Task instructions:
Each line below needs to be returned exactly. Skip any picture.

Dataset records:
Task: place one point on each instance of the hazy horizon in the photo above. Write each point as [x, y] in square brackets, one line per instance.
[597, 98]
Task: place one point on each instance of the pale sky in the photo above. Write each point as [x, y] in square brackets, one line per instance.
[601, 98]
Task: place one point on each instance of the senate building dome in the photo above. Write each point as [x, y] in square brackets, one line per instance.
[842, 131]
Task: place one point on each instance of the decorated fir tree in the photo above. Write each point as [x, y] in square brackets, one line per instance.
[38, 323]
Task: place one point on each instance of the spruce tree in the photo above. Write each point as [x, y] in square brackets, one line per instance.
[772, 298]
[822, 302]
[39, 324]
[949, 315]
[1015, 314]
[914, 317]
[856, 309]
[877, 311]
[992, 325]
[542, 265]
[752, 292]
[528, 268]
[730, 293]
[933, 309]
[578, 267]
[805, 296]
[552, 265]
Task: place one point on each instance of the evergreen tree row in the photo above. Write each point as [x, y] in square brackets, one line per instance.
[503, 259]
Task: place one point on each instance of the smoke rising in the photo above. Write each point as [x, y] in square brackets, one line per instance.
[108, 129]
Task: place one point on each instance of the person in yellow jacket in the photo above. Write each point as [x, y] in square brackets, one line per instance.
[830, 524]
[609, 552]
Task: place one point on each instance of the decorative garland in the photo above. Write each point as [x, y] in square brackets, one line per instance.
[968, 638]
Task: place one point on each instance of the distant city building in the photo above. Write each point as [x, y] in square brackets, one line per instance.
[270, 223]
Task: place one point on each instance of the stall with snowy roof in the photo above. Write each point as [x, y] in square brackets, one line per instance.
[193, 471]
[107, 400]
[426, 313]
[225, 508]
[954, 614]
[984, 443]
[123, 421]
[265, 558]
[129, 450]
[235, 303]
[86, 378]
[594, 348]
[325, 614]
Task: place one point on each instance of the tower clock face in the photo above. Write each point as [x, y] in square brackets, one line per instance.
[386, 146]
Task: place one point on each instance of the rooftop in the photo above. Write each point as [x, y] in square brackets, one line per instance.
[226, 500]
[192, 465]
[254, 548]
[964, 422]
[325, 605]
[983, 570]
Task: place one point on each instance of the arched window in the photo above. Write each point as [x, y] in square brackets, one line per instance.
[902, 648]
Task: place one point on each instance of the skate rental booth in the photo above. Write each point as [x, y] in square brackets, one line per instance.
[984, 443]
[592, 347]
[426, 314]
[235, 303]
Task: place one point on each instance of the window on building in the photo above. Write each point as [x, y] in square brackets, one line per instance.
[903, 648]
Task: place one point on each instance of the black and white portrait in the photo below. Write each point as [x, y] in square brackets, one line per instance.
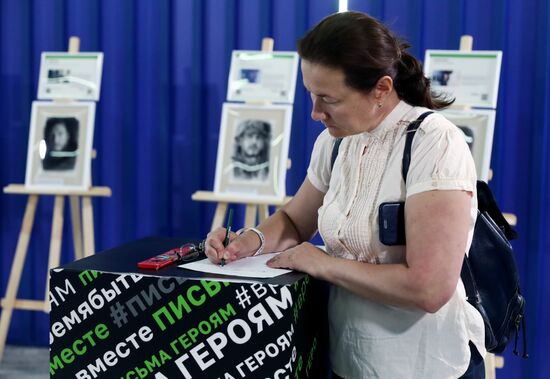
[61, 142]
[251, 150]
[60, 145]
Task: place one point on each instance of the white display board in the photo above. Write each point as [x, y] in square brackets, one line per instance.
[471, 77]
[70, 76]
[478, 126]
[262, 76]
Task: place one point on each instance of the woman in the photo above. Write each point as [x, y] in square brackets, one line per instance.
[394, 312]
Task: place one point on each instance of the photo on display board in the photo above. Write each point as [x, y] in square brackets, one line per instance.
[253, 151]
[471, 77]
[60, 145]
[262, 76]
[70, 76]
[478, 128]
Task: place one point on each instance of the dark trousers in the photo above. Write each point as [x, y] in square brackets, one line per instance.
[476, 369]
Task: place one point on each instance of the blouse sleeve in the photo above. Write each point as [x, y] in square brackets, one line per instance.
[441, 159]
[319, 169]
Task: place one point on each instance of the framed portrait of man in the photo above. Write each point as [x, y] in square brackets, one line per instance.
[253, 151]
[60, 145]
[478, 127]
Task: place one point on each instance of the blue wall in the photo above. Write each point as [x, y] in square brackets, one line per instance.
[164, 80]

Result below:
Task: place one point on each instance of the hazy horizon in the photo above. Write each point as [x, y] in square brackets, one line per instance.
[597, 98]
Task: place one point on each instance of the pale sky in the photo above. Write each point as [x, y] in square brackets, one line per instance.
[601, 98]
Task: place one point on each instance of the senate building dome in the photo above. Write each point as [x, y] in square brackets, one line per instance.
[842, 131]
Task: place one point on each instance of the decorated fir tree in the photo above. Write each point as [x, y] in square brackets, one line per instance.
[38, 323]
Task: place one point on each instance of the spruce tree in the photo above. Write each point as [x, y] in square brackets, one line per instance.
[772, 298]
[822, 302]
[39, 324]
[949, 315]
[1015, 314]
[914, 317]
[856, 309]
[877, 311]
[992, 325]
[542, 265]
[752, 292]
[528, 268]
[730, 293]
[933, 309]
[578, 267]
[805, 296]
[552, 265]
Task: place one point on each instance of the evergreen tree row in the photo above. Write each point as [x, y] in square brackets, one line per instance.
[503, 259]
Task: place one point on each instance of the smoke rising in the photo above. Write each point as [x, y] in square brackets, one line per instance.
[108, 129]
Task: place one point on each instance of the person in yellow jacket in the photo above. Write each point as [x, y] in square brackets, one line per instance.
[830, 524]
[609, 552]
Task: place one point on each instance of the decorative garland in the photo above. Write each point as [x, y] in square brackets, one line per instance.
[968, 638]
Task: place one point on each instance of the distant city building in the photo above. Write each point as [x, y] in square brackets, one line per instance.
[270, 223]
Task: place one point on each instance of the stall with snowy roof in the photo above. Write each point as [x, y] in square brackets, one line per instance.
[193, 471]
[107, 400]
[426, 313]
[225, 508]
[954, 614]
[984, 443]
[123, 421]
[265, 558]
[129, 450]
[235, 303]
[86, 378]
[594, 348]
[325, 614]
Task: place one point on each instance of the tower clock face in the photo above. Write each point as [x, y] in square brackets, one line per instance.
[386, 146]
Task: place one point on each instance of the rooftop in the photo above. Write each point as [x, y] in square brackets, one line per instance.
[226, 500]
[192, 465]
[254, 548]
[964, 422]
[325, 605]
[983, 570]
Task: place one point on each instance of the arched window in the photo above. Write each point as [x, y] in square brackets, one line per instance.
[902, 648]
Task: place one point on each instance of the skate rental booth in the photo above. Write each point as [x, y] in square brackets, one line per instance.
[984, 443]
[592, 347]
[426, 314]
[235, 303]
Task: place one point on each instance of the window on building in the photo above. Write each point as [x, y] in square brackets, one line per instance.
[903, 648]
Task: place one point on each instance of the black and white portrait in the photo below. Write each point as [x, y] in square brackets, one line per instance.
[61, 142]
[251, 150]
[60, 145]
Task: place one point on each instance of the white display board in the photo above. Write each point as [x, y] in square brackets, one line per instance.
[471, 77]
[70, 76]
[478, 126]
[262, 76]
Task: place one point on each instance of the woman in the photo above. Write each point as [x, y] in square brackets, one line per instance.
[394, 312]
Task: place one point on each instance of the photo on display board in the photo above. Write each point as [x, y] in square brackets, one line per instance.
[253, 151]
[471, 77]
[60, 145]
[262, 76]
[70, 76]
[478, 128]
Task: place one point on each instance of the dark trousers in the photo above. Write each point as [x, y] in square brackets, one line per instance.
[476, 369]
Task: place one point on each instance of the blouse sleeve in the photo above. Write each point as [x, y] in square brackets, one line per instance.
[441, 159]
[319, 169]
Task: place one point on each instance of the framed portrait of man in the photo above. Write each point as [x, y] in square brackets, one line per instance.
[253, 151]
[60, 145]
[478, 127]
Task: place one point on each instance of the blue wall in the photo above. Write each point as [x, y] in square brackets, one line per instance.
[164, 80]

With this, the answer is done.